> _Written instruction 1_:
Format the rows as a numbered list, covering everything from the start of the rows down to the line containing "M185 136L187 133L187", with blank lines omitted and the pictures left out.

> _Article_:
··········

When working with databases (like Supabase), optimization is crucial for performance.

In [None]:
# Database optimization patterns

# Pattern 1: Connection pooling
@st.cache_resource
def get_database_connection():
    """Create a cached database connection - shared across users"""
    # In real app, this would be your database connection
    print("Creating database connection...")
    
    # Simulated connection object
    class MockConnection:
        def __init__(self):
            self.created_at = datetime.now()
            self.query_count = 0
        
        def execute_query(self, query):
            self.query_count += 1
            print(f"Executing query #{self.query_count}: {query[:50]}...")
            time.sleep(0.1)  # Simulate query time
            return f"Query result #{self.query_count}"
    
    return MockConnection()

# Pattern 2: Query optimization with parameters
@st.cache_data(ttl=600)
def execute_optimized_query(query, params=None, _connection=None):
    """Execute database query with caching and optimization"""
    
    if _connection is None:
        _connection = get_database_connection()
    
    # Add query optimization hints
    optimized_query = optimize_query(query, params)
    
    return _connection.execute_query(optimized_query)

def optimize_query(query, params):
    """Apply query optimization techniques"""
    
    # Example optimizations:
    optimizations = []
    
    # Add LIMIT for large result sets
    if 'LIMIT' not in query.upper() and params and params.get('limit'):
        query += f" LIMIT {params['limit']}"
        optimizations.append("Added LIMIT clause")
    
    # Add indexes hints (database specific)
    if params and params.get('use_index'):
        # This would be database-specific optimization
        optimizations.append("Added index hint")
    
    if optimizations:
        print(f"Query optimizations applied: {', '.join(optimizations)}")
    
    return query

# Pattern 3: Chunked data loading
@st.cache_data(ttl=1800)

··········

> _Supplied data_:
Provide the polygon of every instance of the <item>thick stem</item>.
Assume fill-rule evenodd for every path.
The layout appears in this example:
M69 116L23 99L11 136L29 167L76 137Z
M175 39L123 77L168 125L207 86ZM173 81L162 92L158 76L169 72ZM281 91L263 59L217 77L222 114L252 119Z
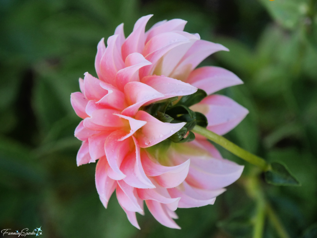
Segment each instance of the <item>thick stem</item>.
M252 164L259 167L263 171L267 171L269 169L269 165L263 159L240 148L224 137L214 133L205 128L199 125L196 125L192 131L201 135L217 143L234 154Z

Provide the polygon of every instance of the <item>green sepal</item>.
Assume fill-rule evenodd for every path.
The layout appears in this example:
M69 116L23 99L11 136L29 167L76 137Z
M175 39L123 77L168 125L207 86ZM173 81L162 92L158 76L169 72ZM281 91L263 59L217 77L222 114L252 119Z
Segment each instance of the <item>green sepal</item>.
M198 125L205 128L208 125L208 121L207 118L202 113L195 112L196 118L196 123Z
M207 93L205 92L198 88L195 93L182 97L176 105L190 106L198 103L207 96Z
M160 112L159 111L157 112L157 115L158 119L161 121L163 122L168 122L169 123L174 119L170 116L164 113L162 113Z
M179 143L184 143L192 141L195 139L195 134L191 132L189 132L189 133L186 138L183 138L179 142Z
M182 115L188 114L191 118L194 118L195 113L184 105L178 105L166 110L165 113L173 118L176 119Z
M265 181L276 186L300 186L301 183L291 173L285 165L275 162L265 172Z
M185 136L187 133L187 128L184 126L183 126L177 132L169 137L168 138L173 142L177 143L180 141L182 139L184 138L184 137Z

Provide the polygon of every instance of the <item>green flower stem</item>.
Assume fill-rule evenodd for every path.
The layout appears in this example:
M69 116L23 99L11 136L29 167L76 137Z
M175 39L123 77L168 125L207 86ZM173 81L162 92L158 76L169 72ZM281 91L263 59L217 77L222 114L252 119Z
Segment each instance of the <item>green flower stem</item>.
M275 214L272 208L268 203L266 205L266 212L270 221L274 227L280 238L290 238L281 223L278 217Z
M249 196L256 201L256 214L253 218L254 225L253 238L262 238L267 214L266 202L257 177L257 173L253 175L246 180L245 185Z
M195 126L191 131L217 143L249 163L259 167L263 171L267 171L270 169L269 165L264 159L240 148L221 136L199 125Z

··········

> _Written instruction 2_:
Reproduce verbatim everything in the database optimization code from "# Pattern 2: Query" down to "return _connection.execute_query(optimized_query)".

> _Worked solution 1_:
1. Provide the polygon of every instance of the <item>thick stem</item>.
2. Assume fill-rule evenodd for every path.
3. The layout appears in this example:
4. M69 116L23 99L11 136L29 167L76 137Z
5. M175 39L123 77L168 125L207 86ZM173 81L162 92L158 76L169 72ZM281 91L263 59L217 77L222 114L252 119Z
6. Segment each instance of the <item>thick stem</item>.
7. M252 164L259 167L263 171L267 171L269 169L269 165L263 159L240 148L224 137L214 133L205 128L199 125L196 125L192 131L201 135L217 143L234 154Z
8. Provide the polygon of every instance of the <item>green sepal</item>.
9. Assume fill-rule evenodd for every path.
10. The layout appears in this example:
11. M69 116L23 99L11 136L29 167L76 137Z
12. M175 39L123 77L168 125L207 86ZM173 81L162 92L158 76L169 72ZM281 91L263 59L217 77L222 114L252 119Z
13. Segment each instance of the <item>green sepal</item>.
14. M198 125L205 128L208 125L208 121L207 118L202 113L195 112L196 118L196 123Z
15. M207 93L205 92L198 88L195 93L182 97L176 105L190 106L198 103L207 96Z
16. M160 112L159 111L157 112L157 115L158 119L161 121L163 122L168 122L169 123L174 119L170 116L164 113L162 113Z
17. M179 143L184 143L192 141L195 139L195 134L191 132L189 132L189 133L186 138L183 138L179 142Z
18. M182 115L188 114L191 118L194 118L195 113L184 105L178 105L166 110L165 113L173 118L176 119Z
19. M265 181L276 186L300 186L301 183L291 173L285 165L275 162L265 172Z
20. M185 136L187 133L187 128L184 126L183 126L177 132L169 137L168 138L173 142L177 143L180 141L182 139L184 138L184 137Z

> _Worked solution 2_:
# Pattern 2: Query optimization with parameters
@st.cache_data(ttl=600)
def execute_optimized_query(query, params=None, _connection=None):
    """Execute database query with caching and optimization"""
    
    if _connection is None:
        _connection = get_database_connection()
    
    # Add query optimization hints
    optimized_query = optimize_query(query, params)
    
    return _connection.execute_query(optimized_query)